- WORK TO COMPLETE -
1) Copy the article on physicians in northern Nevada word for word, between "There are currently" and "create the degree.", inclusive.
2) For each statement, answer yes or no based on the article on physicians in northern Nevada, and quote the words that decide it.
(a) Northern Nevada currently has three residency programs.
(b) Nevada ranks 9th in retaining physicians.
(c) The state will fully fund the family residency program with Saint Mary's Regional Medical Center.
3) Translate this sentence from the article on physicians in northern Nevada into Spanish: "A single pediatric physician will be hired to chair the school’s department and to be chief of pediatrics at Renown."

- PASSAGE TO READ -
Northern Nevada’s metro areas have enough physicians to serve a growing population, but there are shortages in a few specialties.
The best way to remedy that, say experts, is by adding local residency programs.
“Comparatively speaking, northern Nevada is doing better than southern Nevada, but the stand outs are pediatrics and psychiatry,’ says John Packham, director of Health Policy Research, Office of Statewide Initiatives, the University of Nevada School of Medicine.
The good news, says Packham, is the state ranks extremely high in terms of retaining residents. In other words, persuading physicians to practice medicine here once they finish their training program.
“We rank 9th in terms of retention, which is a really good story,” says Packham, who last year wrote a study for the Governor’s Workforce Investment Board, Health Care and Medical Services Sector Council. “In most workforce metrics we don’t rank very well, but we’ve done a pretty good job of keeping physicians.”
To capitalize on that, and to fill in the specialties gap, the School of Medicine plans to add $5 million to its 2016-2017 budget request to fund new faculty and residencies.
“A lot is riding on the next legislative session,” says Thomas Schwenk, M.D., dean of the University of Nevada School of Medicine, where the budget submitted by the governor’s office is subject to debate and changes before being passed.
The school of medicine and Renown Health are entering into an affiliation agreement, which goes to the Board of Regents next month for approval, to integrate the school’s and the hospital’s pediatric departments. A single pediatric physician will be hired to chair the school’s department and to be chief of pediatrics at Renown.
“A pediatric residency is a tricky issue. We have to recruit some of the sub-specialties before we can apply for a residency program,” says Schwenck. “It may be 2017 before we can start a residency.”
The school and Renown plan to do something similar in neurology, says Schwenk. The hospital already had a department run by John Rothrock, M.D., who will now also become the chair of the school’s recently approved neurology department.
“That may lead to a residency as well,” says Schwenk.
The new departments will also help expand the campus here, says Schwenk, so that fewer students need to finish the second half of their studies in Las Vegas.
The school is also working to create a family residency program with Saint Mary’s Regional Medical Center that will launch in 2016 and be fully funded by the hospital, and is in talks with Carson Tahoe Health about an adding another family medicine residency at the Carson City hospital.
There are currently three residency programs in northern Nevada — in psychiatry, internal medicine and family medicine.
Part of the answer for the mental health piece is a new program at UNR’s Orvis School of Nursing. Starting in the fall of 2015, the school of nursing will admit students for a master’s degree in advanced practice in mental health. The school is now looking to recruit one full-time nurse practitioner certified as a mental health specialist to run the program, says Sandra Talley, visiting professor, who was brought on to create the degree.

- STORED DATA -

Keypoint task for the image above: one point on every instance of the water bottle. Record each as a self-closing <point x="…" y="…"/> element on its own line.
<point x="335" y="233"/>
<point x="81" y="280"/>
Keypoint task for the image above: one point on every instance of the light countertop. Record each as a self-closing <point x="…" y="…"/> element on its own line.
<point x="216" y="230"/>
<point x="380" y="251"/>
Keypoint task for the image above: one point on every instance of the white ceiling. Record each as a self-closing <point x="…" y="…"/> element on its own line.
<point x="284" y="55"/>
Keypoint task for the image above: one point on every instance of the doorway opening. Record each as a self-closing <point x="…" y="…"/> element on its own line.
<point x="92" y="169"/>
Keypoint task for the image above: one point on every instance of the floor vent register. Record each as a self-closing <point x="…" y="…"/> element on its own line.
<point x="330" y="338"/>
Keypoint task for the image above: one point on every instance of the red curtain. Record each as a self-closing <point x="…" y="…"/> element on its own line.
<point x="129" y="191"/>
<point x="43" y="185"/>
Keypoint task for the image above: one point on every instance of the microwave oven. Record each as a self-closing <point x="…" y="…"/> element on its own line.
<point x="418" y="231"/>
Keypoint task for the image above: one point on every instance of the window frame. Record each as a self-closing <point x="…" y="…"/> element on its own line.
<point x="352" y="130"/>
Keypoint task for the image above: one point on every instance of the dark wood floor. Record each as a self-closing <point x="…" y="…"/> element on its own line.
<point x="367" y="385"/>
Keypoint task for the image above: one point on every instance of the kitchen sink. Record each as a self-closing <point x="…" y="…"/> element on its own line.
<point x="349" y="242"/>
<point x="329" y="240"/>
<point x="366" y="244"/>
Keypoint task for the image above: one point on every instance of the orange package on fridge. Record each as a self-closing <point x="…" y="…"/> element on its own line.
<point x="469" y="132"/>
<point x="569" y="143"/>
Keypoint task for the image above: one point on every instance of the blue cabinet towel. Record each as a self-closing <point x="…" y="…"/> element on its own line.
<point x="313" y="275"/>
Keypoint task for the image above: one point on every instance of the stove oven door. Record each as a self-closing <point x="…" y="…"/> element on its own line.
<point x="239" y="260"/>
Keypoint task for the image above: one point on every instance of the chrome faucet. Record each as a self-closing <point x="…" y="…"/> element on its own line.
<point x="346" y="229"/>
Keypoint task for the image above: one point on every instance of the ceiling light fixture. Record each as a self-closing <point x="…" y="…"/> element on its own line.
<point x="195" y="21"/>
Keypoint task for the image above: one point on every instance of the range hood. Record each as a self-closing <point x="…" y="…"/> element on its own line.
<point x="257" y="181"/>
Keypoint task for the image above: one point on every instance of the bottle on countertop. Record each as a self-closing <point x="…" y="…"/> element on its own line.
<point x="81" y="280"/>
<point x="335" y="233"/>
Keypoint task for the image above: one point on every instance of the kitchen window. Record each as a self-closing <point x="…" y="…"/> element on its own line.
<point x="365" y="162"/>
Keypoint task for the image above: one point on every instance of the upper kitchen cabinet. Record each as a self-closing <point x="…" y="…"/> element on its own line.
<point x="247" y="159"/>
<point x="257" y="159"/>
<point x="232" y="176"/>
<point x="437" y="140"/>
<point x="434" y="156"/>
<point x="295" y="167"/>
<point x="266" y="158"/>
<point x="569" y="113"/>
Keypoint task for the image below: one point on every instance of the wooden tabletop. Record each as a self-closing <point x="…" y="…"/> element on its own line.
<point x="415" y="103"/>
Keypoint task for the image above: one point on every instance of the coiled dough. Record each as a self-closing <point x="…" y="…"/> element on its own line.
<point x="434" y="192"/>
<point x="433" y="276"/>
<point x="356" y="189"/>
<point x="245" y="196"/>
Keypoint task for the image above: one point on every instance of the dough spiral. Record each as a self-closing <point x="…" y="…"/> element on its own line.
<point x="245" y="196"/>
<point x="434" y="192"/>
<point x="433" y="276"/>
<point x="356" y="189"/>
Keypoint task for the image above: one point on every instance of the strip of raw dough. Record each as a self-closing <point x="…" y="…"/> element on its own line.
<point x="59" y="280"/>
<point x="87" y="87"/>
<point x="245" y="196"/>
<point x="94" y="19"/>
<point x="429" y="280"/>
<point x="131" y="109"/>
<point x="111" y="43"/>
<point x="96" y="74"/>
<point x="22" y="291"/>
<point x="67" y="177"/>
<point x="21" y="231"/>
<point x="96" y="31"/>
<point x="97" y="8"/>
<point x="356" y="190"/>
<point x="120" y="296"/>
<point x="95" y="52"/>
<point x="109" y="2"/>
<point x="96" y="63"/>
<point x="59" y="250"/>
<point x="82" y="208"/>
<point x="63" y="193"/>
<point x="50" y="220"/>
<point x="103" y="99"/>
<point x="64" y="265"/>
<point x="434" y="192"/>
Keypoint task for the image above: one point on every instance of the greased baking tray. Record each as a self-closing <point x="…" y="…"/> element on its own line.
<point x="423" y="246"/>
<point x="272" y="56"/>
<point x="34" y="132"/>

- PER-TASK ANSWERS -
1)
There are currently three residency programs in northern Nevada — in psychiatry, internal medicine and family medicine.
Part of the answer for the mental health piece is a new program at UNR’s Orvis School of Nursing. Starting in the fall of 2015, the school of nursing will admit students for a master’s degree in advanced practice in mental health. The school is now looking to recruit one full-time nurse practitioner certified as a mental health specialist to run the program, says Sandra Talley, visiting professor, who was brought on to create the degree.

2)
(a) Yes: "There are currently three residency programs in northern Nevada — in psychiatry, internal medicine and family medicine."
(b) Yes: "We rank 9th in terms of retention"
(c) No: "that will launch in 2016 and be fully funded by the hospital"

3) Se contratará a un solo médico pediatra para presidir el departamento de la escuela y ser jefe de pediatría en Renown.